[start of Document excerpt]

From the graph, we can see that the most different words for Boston are tim, phyllis, and jose, which are all people’s names, while those for NYC are manhattan, brooklyn and len, which are boroughs.
Boston_words_by_city <- mutate(Boston_word_count, city = "Boston")
nyc_words_by_city <- mutate(nyc_word_count, city = "nyc")
Boston_nyc <- bind_rows(Boston_words_by_city, nyc_words_by_city)
word_count_by_city <- Boston_nyc %>% count(city, word, sort = TRUE)
Boston_nyc_tf_idf <- Boston_nyc %>% bind_tf_idf(word, city, n) %>% arrange(desc(tf_idf))
Boston_nyc_tf_idf_top <- Boston_nyc_tf_idf %>% group_by(city) %>% top_n(15)
## Selecting by tf_idf
ggplot(Boston_nyc_tf_idf_top, aes(x = reorder(word, tf_idf), y = tf_idf, fill = city)) +
geom_bar(alpha = 0.8, stat = "identity", show.legend = FALSE) +
facet_wrap(~city, ncol = 2, scales = "free") +
coord_flip() + scale_fill_manual(values = c("Boston" = "orange", "nyc" = "green"))
From the graph, we can see that the most unique words for Sydney are Sydney, bondi and manly, while those for Vancouver are skytrain, lili, and gastown. The result suggests different tourist attractions in Sydney and Vancouver. Bondie beach is one of Australia’s most iconic beaches, and skytrain is the metropolitan rail system of Vancouver.
Vancouver_words_by_city <- mutate(Vancouver_word_count, city = "Vancouver")
Sydney_words_by_city <- mutate(Sydney_word_count, city = "Sydney")
Vancouver_Sydney <- bind_rows(Vancouver_words_by_city, Sydney_words_by_city)
word_count_by_city <- Vancouver_Sydney %>% count(city, word, sort = TRUE)
Vancouver_Sydney_tf_idf <- Vancouver_Sydney %>% bind_tf_idf(word, city, n) %>% arrange(desc(tf_idf))
#bind_tf_idf function will calculate the scores and create a new column in the dataset to store the scores
Vancouver_Sydney_tf_idf_top <- Vancouver_Sydney_tf_idf %>% group_by(city) %>% top_n(15)
## Selecting by tf_idf
ggplot(Vancouver_Sydney_tf_idf_top, aes(x = reorder(word, tf_idf), y = tf_idf, fill = city)) +
geom_bar(alpha = 0.8, stat = "identity", show.legend = FALSE) +
facet_wrap(~city, ncol = 2, scales = "free") +
coord_flip() + scale_fill_manual(values = c("Vancouver" = "orange", "Sydney" = "green"))

[end of Document excerpt]

## Set problem 1
Could you rewrite the part of the city word comparison that opens with the words containing "Boston_words_by_city <- mutate(Boston_word_count, city" and closes with "Boston_nyc_tf_idf %>% group_by(city) %>% top_n(15)", using "city_word_counts" in place of "word_count_by_city"?
## Set problem 2
In the city word comparison, what is skytrain?
## Set problem 3
Can you continue the city word comparison from its last line?
The entries aren't needed here.

[start of Stored data]

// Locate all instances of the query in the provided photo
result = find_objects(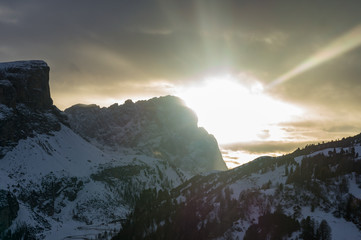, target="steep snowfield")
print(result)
[116,141,361,240]
[0,125,188,239]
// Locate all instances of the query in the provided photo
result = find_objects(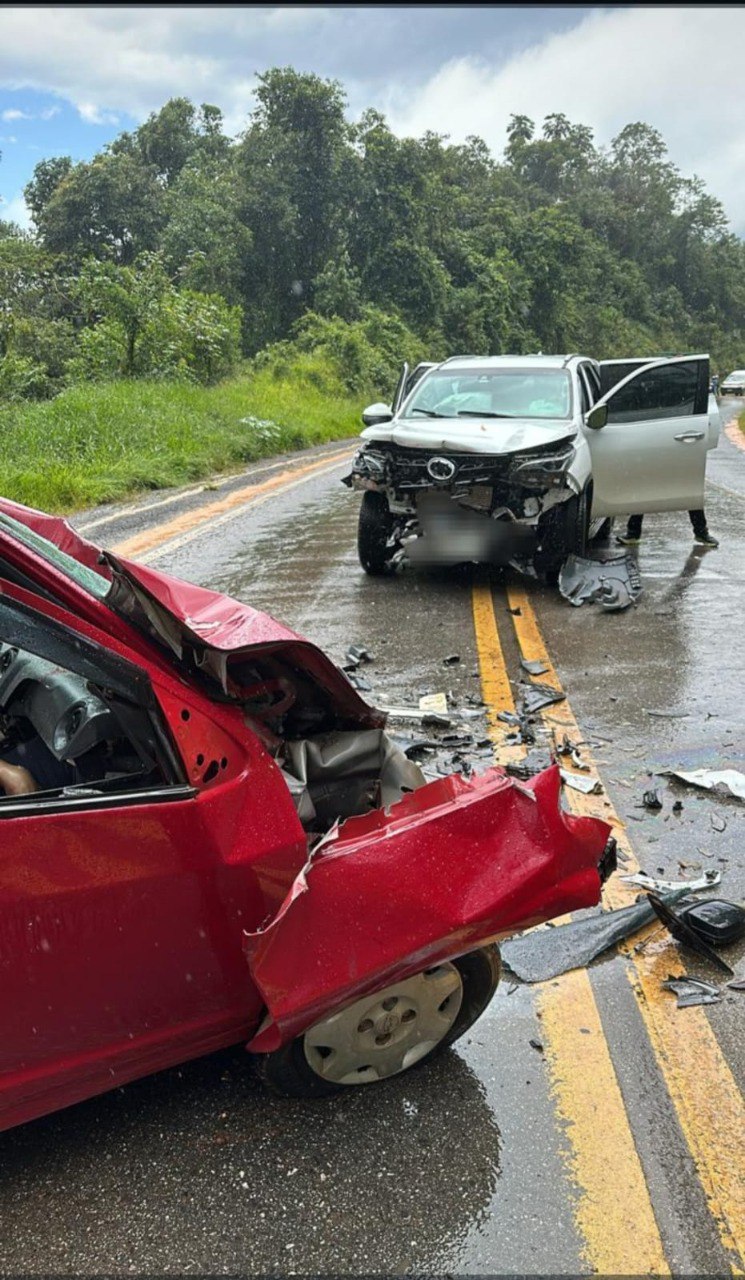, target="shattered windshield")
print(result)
[401,369,572,421]
[0,512,111,600]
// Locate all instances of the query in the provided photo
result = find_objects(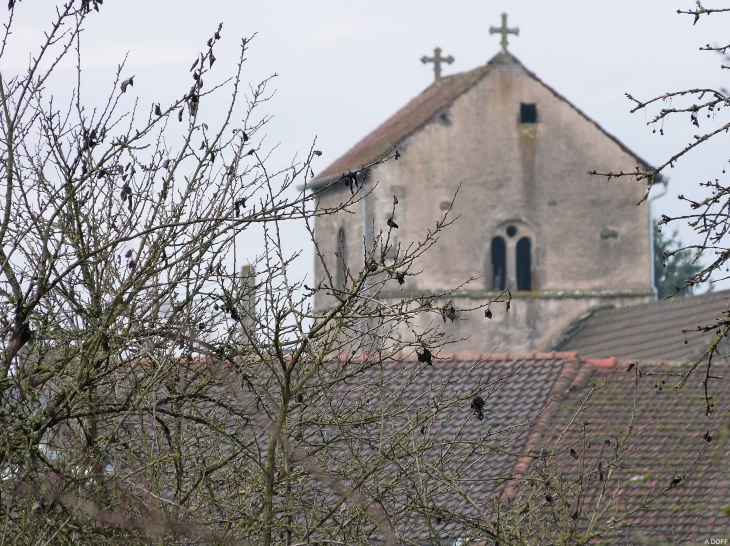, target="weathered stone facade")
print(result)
[314,53,653,353]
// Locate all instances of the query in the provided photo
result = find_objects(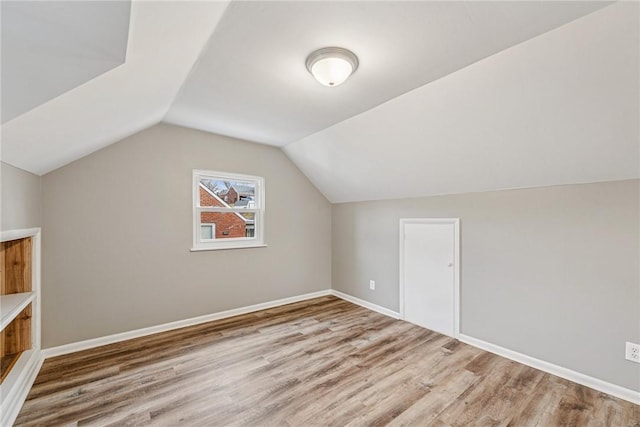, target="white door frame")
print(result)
[399,218,460,338]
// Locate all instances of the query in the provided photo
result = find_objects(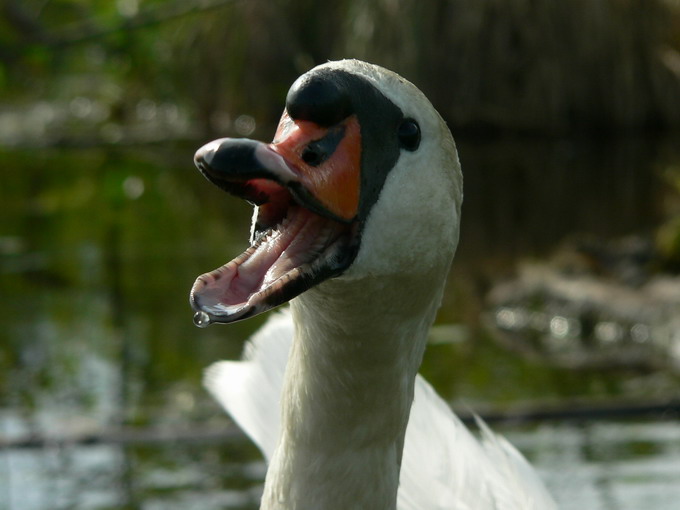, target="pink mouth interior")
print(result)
[192,195,348,315]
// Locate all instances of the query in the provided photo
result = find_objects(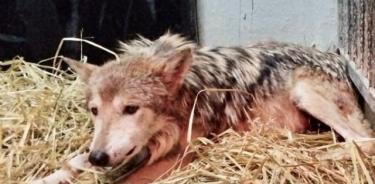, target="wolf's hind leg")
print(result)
[290,71,375,155]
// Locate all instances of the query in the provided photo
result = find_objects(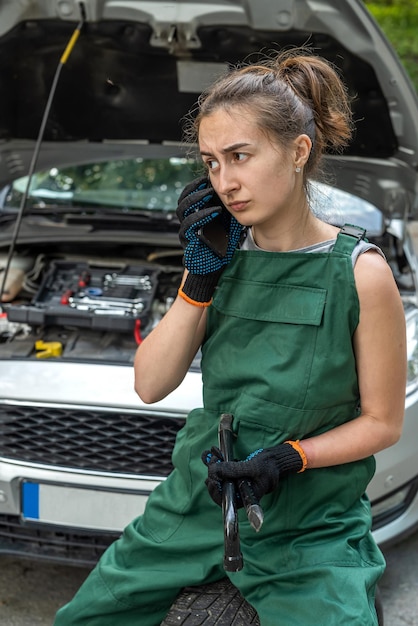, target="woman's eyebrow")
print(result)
[200,142,250,156]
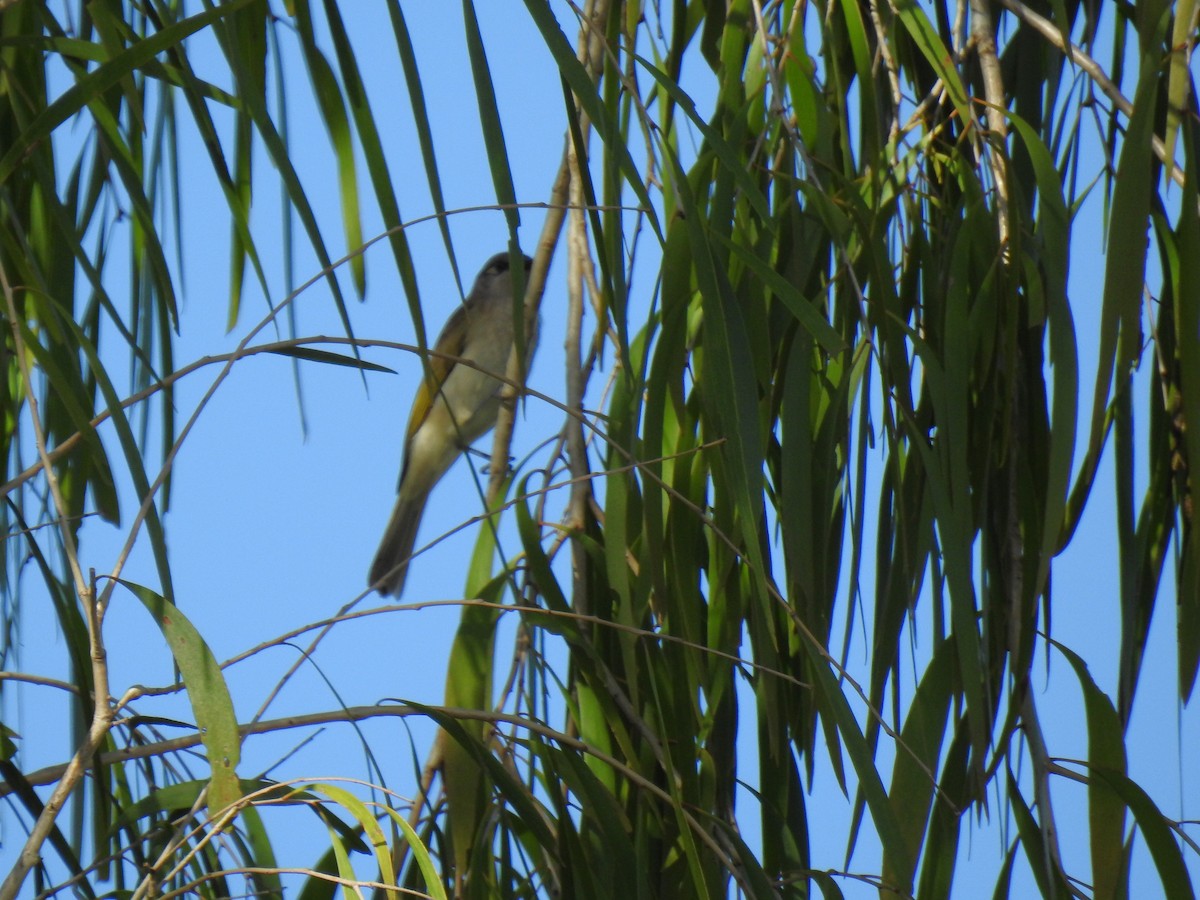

[end of Stored data]

## Reply 1
Boston_words_by_city <- mutate(Boston_word_count, city = "Boston")
nyc_words_by_city <- mutate(nyc_word_count, city = "nyc")
Boston_nyc <- bind_rows(Boston_words_by_city, nyc_words_by_city)
city_word_counts <- Boston_nyc %>% count(city, word, sort = TRUE)
Boston_nyc_tf_idf <- Boston_nyc %>% bind_tf_idf(word, city, n) %>% arrange(desc(tf_idf))
Boston_nyc_tf_idf_top <- Boston_nyc_tf_idf %>% group_by(city) %>% top_n(15)

## Reply 2
The metropolitan rail system of Vancouver.

## Reply 3
We found the bigram models for each city very intuitive but not informative. The most frequent bigrams are similar across cities, including highly recommend, walking distance, short walk and so on. This suggests that when choosing their airbnb place, visitors place an emphasis on the location of the house and its proximity to public transportation.
The most frequent bigrams for Boston are highly recommend, walking distance, and miunte walk.
Boston_bigrams <- unnest_tokens(Boston_text, bigram, comments, token = "ngrams", n = 2)
Boston_bigrams %>% count(bigram, sort = TRUE)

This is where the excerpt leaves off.